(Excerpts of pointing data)
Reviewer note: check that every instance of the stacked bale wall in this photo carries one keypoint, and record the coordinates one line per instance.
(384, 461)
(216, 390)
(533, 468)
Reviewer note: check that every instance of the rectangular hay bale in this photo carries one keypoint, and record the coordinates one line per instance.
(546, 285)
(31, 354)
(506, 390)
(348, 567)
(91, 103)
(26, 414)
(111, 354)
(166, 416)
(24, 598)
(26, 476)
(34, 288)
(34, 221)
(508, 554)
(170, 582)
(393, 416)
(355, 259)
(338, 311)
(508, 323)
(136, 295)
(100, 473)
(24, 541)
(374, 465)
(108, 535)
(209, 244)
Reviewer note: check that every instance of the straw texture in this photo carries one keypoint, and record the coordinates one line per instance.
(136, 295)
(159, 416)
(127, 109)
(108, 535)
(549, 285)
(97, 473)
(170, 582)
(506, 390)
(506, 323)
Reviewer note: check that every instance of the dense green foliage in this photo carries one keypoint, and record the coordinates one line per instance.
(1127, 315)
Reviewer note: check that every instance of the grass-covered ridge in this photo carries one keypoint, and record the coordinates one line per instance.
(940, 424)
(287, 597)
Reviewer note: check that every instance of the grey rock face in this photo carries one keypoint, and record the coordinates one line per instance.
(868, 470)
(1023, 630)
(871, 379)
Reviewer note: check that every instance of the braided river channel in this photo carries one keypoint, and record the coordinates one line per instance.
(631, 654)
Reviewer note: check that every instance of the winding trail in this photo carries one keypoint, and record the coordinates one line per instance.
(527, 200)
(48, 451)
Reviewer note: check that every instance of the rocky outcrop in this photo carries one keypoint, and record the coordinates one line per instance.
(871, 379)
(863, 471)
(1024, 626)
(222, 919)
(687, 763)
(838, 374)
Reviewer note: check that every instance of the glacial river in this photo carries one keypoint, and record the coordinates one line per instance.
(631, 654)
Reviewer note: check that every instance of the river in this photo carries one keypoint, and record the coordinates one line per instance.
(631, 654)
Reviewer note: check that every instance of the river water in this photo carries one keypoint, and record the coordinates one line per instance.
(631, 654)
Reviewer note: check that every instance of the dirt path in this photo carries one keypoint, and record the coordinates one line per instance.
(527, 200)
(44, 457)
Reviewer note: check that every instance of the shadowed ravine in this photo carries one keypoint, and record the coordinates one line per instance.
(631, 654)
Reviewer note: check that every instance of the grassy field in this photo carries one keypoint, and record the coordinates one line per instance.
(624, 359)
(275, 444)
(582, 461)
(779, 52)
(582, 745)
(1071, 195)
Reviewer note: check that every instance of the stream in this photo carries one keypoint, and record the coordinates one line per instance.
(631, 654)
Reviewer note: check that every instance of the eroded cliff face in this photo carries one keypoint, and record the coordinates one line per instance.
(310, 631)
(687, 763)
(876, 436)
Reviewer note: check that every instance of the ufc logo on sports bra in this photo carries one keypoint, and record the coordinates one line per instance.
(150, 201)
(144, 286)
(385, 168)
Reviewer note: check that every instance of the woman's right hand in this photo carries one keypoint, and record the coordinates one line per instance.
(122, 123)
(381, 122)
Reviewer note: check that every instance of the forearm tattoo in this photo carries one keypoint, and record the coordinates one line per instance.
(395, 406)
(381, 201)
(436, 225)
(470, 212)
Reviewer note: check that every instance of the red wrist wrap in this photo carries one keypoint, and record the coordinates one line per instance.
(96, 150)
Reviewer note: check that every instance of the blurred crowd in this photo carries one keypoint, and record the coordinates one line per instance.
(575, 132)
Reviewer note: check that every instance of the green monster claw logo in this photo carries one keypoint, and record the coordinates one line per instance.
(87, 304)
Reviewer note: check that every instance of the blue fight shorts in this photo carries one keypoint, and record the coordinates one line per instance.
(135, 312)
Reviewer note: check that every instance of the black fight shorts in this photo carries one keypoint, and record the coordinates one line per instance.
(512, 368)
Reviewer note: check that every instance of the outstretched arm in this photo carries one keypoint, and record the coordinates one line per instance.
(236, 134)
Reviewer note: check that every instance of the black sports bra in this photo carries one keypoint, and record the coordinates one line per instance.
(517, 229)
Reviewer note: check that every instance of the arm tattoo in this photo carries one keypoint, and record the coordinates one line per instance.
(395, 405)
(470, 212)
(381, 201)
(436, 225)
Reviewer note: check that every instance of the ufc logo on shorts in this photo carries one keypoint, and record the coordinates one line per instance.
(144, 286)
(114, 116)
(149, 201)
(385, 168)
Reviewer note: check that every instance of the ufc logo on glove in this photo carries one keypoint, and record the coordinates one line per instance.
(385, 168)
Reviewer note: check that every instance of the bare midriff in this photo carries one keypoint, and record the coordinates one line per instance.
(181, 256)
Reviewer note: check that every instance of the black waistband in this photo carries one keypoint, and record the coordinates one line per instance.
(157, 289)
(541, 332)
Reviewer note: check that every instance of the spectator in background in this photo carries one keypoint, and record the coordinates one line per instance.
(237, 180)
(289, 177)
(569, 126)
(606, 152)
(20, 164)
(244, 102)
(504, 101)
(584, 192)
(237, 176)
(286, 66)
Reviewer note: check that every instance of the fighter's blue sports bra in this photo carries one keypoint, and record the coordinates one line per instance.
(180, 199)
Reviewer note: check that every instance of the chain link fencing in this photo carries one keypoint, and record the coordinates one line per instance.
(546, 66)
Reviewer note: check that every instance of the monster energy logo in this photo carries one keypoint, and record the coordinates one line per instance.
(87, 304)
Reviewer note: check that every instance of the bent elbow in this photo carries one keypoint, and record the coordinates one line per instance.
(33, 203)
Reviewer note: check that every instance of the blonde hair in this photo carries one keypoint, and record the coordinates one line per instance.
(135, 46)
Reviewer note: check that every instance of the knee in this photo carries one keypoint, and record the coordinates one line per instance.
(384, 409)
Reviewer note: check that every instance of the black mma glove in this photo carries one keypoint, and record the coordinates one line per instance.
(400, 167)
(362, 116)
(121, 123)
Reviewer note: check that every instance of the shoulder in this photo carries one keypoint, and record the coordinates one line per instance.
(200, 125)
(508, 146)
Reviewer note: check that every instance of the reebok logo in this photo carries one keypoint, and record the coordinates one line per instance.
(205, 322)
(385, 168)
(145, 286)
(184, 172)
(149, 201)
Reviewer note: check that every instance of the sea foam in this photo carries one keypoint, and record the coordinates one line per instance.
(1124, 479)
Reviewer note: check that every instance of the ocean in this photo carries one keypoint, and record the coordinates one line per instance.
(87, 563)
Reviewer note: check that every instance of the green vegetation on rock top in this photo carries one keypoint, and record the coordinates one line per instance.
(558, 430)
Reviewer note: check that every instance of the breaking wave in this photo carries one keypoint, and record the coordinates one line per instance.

Aim:
Can you reproduce all the material exactly?

Task solution:
Reviewer note: check that every instance of the stacked bale wall in this photo carries one keypoint, and record the coordinates one line per instance.
(384, 461)
(216, 390)
(533, 468)
Reviewer note: check that every instance of the rectangular hay bale in this photo carries one keypoint, and record the coordinates one line per instance.
(546, 285)
(31, 354)
(506, 390)
(348, 567)
(91, 103)
(26, 414)
(111, 354)
(166, 416)
(24, 598)
(26, 476)
(34, 288)
(34, 221)
(508, 554)
(170, 582)
(393, 416)
(355, 259)
(338, 311)
(508, 323)
(136, 295)
(100, 473)
(24, 541)
(374, 465)
(108, 535)
(209, 244)
Reviewer note: check that every instance of the straw texture in this photo carries one keypoint, and record the coordinates one line per instance.
(136, 295)
(159, 416)
(127, 109)
(108, 535)
(549, 285)
(97, 473)
(170, 582)
(506, 390)
(506, 323)
Reviewer note: check that every instance of the dense green foliage in this photo carries one keypoint, and record the coordinates one line per instance.
(1127, 315)
Reviewer note: check that every instance of the grass-covered ridge in this photo carries one keypoint, and record the coordinates one line per instance.
(940, 424)
(287, 597)
Reviewer note: check that every instance of the grey rock face in this photo carries one keypoint, and record the coordinates one line per instance.
(868, 470)
(1023, 630)
(871, 379)
Reviewer note: check that every instance of the braided river channel in this photo carries one keypoint, and record the coordinates one line per instance.
(631, 654)
Reviewer note: check that every instance of the winding trail in this photo carries one keypoint, and record the coordinates one line per instance.
(527, 200)
(48, 451)
Reviewer note: check that every instance of the rocky outcrop in this photo carries one keypoint, and record the coordinates one line per instance.
(871, 379)
(863, 471)
(1024, 626)
(222, 919)
(687, 763)
(838, 374)
Reviewer note: check that every instance of the glacial river in this photo carries one keypoint, and record the coordinates one line per instance.
(631, 654)
Reviewer note: check that every instance of the river in this photo carries one keypoint, and record the coordinates one line per instance.
(631, 654)
Reviewer note: check that every instance of the river water in this photo carries one keypoint, and record the coordinates one line per instance.
(631, 654)
Reviewer note: check that every instance of the dirt path in this photo carries one keypoint, and record the coordinates one line per instance.
(527, 200)
(44, 457)
Reviewer note: check that every instance of the shadowed ravine in this photo carries one keypoint, and record the coordinates one line per instance.
(631, 654)
Reviewer note: check that every instance of the grassy field in this photo carries one keypoint, and record the coordinates one line per instance.
(624, 359)
(275, 444)
(582, 461)
(779, 52)
(582, 745)
(1071, 195)
Reviewer note: check that every instance of the stream in this photo carries one keypoint, and record the coordinates one line per instance.
(631, 654)
Reviewer note: check that every instance of the eroded cliff face in this photo carries one keypoint, and record the coordinates one line per instance.
(310, 631)
(687, 763)
(876, 436)
Reviewer note: check that every instance of the ufc logo on sports bra in this photo carries one keypoint, and record the coordinates one line per instance.
(150, 201)
(144, 286)
(385, 168)
Reviewer note: check that every instance of the woman's right hand in this photo carries one keypoint, and record the coordinates one line per instance.
(122, 123)
(381, 122)
Reviewer note: check that every instance of the forearm tattoo in this photo carries one keypoint, and record the coordinates one line per instance.
(395, 406)
(381, 201)
(436, 225)
(470, 212)
Reviewer note: check that every instance of the red wrist wrap in this photo carries one keypoint, and record the coordinates one line per instance.
(96, 150)
Reviewer note: check that every instance of the blurred crowd in this photo carries one keypoint, and record the coordinates one line per instance.
(575, 132)
Reviewer note: check that every instance of the green monster claw logo in this photo carries one keypoint, and record the coordinates one line per instance.
(87, 304)
Reviewer note: check that every instance of the blue fight shorts in this photo carries one keypoint, and record the coordinates one line per instance.
(135, 312)
Reviewer note: check that every instance of the black fight shorts in this photo carries one keypoint, and record the coordinates one line per instance.
(512, 368)
Reviewer note: check that every instance of the outstretched arm in this photo carries one keypoint, and record the coordinates one line per instance.
(236, 134)
Reviewer note: check that every instance of the black sports bra in this photo carries one keypoint, and record the coordinates one line per instance.
(517, 229)
Reviewer note: check that every instance of the arm tattoo in this photo carries one keypoint, and record the coordinates one line per instance.
(395, 405)
(470, 212)
(381, 201)
(436, 225)
Reviewer note: check that every instance of the ufc logo on shorts in this photo carries one keypoint, and record the coordinates one line per instance.
(144, 286)
(114, 116)
(149, 201)
(385, 168)
Reviewer note: check that every instance of the ufc logo on glove in this photo carries one keypoint, and record the coordinates one line per instance.
(385, 168)
Reviewer note: check that every instance of the bare midriff in this photo carries one keypoint, and record the coordinates one line per instance.
(181, 256)
Reviewer note: check that every instance of the black waistband in this photo carries one keypoint, and record the coordinates one line per instance.
(157, 289)
(541, 332)
Reviewer note: check that every instance of the spectator in background in this photo carries one keypoint, and record the coordinates one line per instance.
(237, 180)
(289, 177)
(569, 126)
(606, 152)
(20, 164)
(244, 102)
(504, 101)
(584, 192)
(237, 176)
(286, 66)
Reviewer note: check that every instance of the fighter's blue sports bra in this photo carries one keypoint, and record the coordinates one line per instance.
(180, 199)
Reviewer note: check that every instance of the chain link fencing in this photo carries one keypoint, and record the coordinates one line per instance.
(546, 66)
Reviewer note: check that every instance of the monster energy logo in this photo carries one keypoint, and record the coordinates one line per instance.
(87, 304)
Reviewer note: check that every instance of the bent elbow in this photo carries one keypoint, and record the coordinates one line per instance.
(33, 203)
Reviewer note: check that every instance of the blonde hair in this photo carries one keypoint, and record the coordinates one line per instance.
(135, 46)
Reviewer note: check that every instance of the knee in this photo carries one keypoint, and record the coordinates one line per instance.
(384, 409)
Reviewer note: check that every instance of the black mma glove in this photo carries one keypoint, and record the coordinates one line per instance.
(400, 167)
(362, 116)
(121, 123)
Reviewer note: check that every instance of the shoulder in this photo carries one keypoint, and record the coordinates one line per instance.
(200, 125)
(508, 146)
Reviewer note: check that every instance of the reebok logo in this photo carries one keypoint, and record the coordinates one line per instance.
(205, 322)
(385, 168)
(145, 286)
(184, 172)
(149, 201)
Reviewer note: check that every instance of the sea foam in this photo carries one keypoint, and record the coordinates one line per instance.
(1124, 479)
Reviewer note: check that every instance of the ocean in this photo carries one keypoint, and record the coordinates one line per instance.
(87, 563)
Reviewer note: check that every instance of the green vegetation on rock top in this photo carries one keypoint, and record the coordinates one line per instance.
(558, 430)
Reviewer note: check that every instance of the breaking wave in this photo carries one keypoint, and record the coordinates one line per instance.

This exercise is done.